┌─ RAW RECORDS

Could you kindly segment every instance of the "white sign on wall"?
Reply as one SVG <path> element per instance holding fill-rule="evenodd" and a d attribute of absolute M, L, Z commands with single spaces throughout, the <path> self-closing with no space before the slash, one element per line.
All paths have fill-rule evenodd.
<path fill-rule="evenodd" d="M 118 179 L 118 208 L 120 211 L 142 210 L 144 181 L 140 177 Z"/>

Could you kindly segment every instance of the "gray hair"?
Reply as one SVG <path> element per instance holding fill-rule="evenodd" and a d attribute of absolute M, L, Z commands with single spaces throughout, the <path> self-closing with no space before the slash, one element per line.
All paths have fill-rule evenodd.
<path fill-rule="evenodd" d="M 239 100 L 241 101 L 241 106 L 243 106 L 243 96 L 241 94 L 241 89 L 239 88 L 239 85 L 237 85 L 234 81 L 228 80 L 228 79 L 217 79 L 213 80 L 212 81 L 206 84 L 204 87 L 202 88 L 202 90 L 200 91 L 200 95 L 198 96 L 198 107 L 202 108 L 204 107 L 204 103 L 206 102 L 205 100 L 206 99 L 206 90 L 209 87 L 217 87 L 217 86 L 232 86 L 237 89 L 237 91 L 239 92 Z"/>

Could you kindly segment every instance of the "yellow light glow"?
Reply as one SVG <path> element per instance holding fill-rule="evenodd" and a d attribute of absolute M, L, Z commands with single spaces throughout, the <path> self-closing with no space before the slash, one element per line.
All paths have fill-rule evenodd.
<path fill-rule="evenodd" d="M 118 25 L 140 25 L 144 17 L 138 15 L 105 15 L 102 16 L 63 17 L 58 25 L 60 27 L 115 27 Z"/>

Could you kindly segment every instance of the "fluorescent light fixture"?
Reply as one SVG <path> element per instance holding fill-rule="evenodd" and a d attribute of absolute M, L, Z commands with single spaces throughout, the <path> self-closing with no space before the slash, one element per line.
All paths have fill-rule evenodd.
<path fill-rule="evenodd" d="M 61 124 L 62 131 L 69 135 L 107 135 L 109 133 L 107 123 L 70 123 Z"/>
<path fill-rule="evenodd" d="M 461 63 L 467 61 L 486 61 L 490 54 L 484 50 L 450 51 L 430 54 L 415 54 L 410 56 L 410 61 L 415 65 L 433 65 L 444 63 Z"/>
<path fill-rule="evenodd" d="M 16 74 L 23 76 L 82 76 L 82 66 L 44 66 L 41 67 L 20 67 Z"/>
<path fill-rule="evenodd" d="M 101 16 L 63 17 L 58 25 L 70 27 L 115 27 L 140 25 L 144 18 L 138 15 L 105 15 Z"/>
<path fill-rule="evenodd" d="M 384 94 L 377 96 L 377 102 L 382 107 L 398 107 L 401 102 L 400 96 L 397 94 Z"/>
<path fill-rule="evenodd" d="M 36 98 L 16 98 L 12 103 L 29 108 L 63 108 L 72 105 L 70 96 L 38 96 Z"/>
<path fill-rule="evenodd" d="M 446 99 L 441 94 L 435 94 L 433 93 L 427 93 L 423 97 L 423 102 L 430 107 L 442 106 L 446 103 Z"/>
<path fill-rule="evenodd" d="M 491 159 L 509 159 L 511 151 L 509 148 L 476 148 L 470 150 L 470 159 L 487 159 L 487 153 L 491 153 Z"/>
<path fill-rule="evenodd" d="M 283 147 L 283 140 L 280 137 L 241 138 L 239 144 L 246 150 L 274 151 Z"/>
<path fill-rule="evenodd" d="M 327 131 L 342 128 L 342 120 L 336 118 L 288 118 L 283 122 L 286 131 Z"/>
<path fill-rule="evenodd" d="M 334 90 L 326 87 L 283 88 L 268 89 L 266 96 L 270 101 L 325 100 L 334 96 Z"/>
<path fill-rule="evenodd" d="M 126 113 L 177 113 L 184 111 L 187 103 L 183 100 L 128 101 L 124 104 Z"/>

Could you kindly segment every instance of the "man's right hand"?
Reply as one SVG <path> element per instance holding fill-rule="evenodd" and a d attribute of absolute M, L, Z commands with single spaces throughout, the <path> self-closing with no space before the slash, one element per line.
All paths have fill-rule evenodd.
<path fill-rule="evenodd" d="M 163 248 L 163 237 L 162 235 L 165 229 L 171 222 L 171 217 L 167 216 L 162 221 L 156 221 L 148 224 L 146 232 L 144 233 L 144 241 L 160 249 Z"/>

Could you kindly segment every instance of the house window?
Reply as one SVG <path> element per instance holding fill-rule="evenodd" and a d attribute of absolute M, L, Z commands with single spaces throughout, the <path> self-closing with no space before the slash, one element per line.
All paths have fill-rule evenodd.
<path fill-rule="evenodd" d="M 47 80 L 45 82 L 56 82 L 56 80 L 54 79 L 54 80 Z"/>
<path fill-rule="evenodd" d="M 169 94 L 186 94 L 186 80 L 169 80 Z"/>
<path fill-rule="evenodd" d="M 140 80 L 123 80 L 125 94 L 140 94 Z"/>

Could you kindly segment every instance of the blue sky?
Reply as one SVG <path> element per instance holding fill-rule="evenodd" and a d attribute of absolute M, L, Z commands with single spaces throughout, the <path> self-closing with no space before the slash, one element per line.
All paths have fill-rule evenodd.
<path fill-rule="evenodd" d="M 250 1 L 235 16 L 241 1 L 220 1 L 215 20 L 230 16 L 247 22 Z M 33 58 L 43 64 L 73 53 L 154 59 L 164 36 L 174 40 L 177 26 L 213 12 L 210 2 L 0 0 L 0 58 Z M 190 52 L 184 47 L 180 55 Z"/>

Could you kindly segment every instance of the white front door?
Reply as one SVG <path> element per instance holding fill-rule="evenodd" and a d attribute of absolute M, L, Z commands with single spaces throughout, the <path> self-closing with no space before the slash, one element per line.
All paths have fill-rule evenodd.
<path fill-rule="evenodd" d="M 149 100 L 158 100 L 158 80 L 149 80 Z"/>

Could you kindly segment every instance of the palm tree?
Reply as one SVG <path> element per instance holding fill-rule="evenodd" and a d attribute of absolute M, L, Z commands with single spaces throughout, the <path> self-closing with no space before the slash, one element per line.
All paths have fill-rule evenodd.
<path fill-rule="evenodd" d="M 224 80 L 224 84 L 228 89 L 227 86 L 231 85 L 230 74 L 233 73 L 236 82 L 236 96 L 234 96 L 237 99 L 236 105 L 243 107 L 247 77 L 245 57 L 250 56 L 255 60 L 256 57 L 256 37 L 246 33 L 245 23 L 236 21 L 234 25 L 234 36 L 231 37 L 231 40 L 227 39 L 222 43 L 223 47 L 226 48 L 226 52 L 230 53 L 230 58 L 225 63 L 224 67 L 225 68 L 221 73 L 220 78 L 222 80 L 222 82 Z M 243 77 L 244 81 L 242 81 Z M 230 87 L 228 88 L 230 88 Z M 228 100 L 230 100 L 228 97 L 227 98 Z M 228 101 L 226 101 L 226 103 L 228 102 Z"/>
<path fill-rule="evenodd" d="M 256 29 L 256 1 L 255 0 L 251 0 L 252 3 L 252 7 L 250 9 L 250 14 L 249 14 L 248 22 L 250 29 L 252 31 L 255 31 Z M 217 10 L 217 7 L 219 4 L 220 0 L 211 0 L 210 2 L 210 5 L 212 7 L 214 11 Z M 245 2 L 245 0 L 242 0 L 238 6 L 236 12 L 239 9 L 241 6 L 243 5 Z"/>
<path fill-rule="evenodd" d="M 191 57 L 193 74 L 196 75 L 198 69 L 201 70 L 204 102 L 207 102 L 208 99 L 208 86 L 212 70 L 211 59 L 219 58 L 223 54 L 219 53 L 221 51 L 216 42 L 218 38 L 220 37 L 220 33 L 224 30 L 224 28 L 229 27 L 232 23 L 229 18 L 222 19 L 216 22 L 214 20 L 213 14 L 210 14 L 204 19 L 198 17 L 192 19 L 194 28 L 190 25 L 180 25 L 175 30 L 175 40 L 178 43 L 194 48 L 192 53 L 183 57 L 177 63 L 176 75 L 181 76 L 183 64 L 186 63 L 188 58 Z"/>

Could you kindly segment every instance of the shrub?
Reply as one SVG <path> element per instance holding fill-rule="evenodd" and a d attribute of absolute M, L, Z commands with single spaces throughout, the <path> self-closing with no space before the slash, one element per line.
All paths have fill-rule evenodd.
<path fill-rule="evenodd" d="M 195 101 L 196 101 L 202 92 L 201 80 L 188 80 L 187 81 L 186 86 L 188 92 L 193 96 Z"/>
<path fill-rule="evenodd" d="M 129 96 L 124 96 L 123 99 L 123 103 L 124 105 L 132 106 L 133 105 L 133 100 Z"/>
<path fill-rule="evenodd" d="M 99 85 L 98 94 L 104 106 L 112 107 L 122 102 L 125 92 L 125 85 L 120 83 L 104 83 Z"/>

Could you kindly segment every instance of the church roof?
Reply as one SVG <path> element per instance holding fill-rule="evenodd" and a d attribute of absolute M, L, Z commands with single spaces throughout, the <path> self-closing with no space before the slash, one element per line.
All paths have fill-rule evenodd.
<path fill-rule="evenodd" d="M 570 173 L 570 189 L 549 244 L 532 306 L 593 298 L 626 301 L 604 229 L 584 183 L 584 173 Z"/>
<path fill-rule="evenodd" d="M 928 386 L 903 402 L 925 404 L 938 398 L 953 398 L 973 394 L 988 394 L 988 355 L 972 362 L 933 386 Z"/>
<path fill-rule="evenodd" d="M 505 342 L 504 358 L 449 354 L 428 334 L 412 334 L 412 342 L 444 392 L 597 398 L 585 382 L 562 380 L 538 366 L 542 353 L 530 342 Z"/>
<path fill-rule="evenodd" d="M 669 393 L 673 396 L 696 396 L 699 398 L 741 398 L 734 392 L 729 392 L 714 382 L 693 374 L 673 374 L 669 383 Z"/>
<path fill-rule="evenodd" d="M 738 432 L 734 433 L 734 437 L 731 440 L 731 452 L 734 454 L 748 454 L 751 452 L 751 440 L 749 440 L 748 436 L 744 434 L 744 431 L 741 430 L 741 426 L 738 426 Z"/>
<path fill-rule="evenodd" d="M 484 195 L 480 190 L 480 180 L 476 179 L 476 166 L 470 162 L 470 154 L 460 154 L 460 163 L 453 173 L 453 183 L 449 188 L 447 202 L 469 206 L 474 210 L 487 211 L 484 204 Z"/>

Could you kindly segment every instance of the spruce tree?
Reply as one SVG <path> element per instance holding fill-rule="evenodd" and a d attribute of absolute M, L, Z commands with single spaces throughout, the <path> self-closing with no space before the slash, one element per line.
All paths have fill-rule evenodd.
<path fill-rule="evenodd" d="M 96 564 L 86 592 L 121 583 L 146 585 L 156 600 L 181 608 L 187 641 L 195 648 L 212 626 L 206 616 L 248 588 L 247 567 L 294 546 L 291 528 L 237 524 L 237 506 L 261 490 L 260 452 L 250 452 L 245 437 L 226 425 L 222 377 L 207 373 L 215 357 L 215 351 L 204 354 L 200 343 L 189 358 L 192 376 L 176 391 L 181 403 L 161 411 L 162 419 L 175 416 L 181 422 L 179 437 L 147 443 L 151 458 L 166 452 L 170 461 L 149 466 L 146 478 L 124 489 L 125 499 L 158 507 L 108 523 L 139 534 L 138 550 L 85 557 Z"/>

└─

**WHAT IS EXPECTED**: Copy everything from the start of the material down to the line containing "118 179 L 118", both ends included, reproducing those lines without any change.

**FINISHED ANSWER**:
Could you kindly segment every instance of the "white sign on wall"?
Reply as one SVG <path> element per instance holding fill-rule="evenodd" and a d attribute of absolute M, L, Z commands with single spaces throughout, the <path> self-closing with no space before the slash, one element per line.
All paths have fill-rule evenodd.
<path fill-rule="evenodd" d="M 118 179 L 118 208 L 120 211 L 142 210 L 144 181 L 140 177 Z"/>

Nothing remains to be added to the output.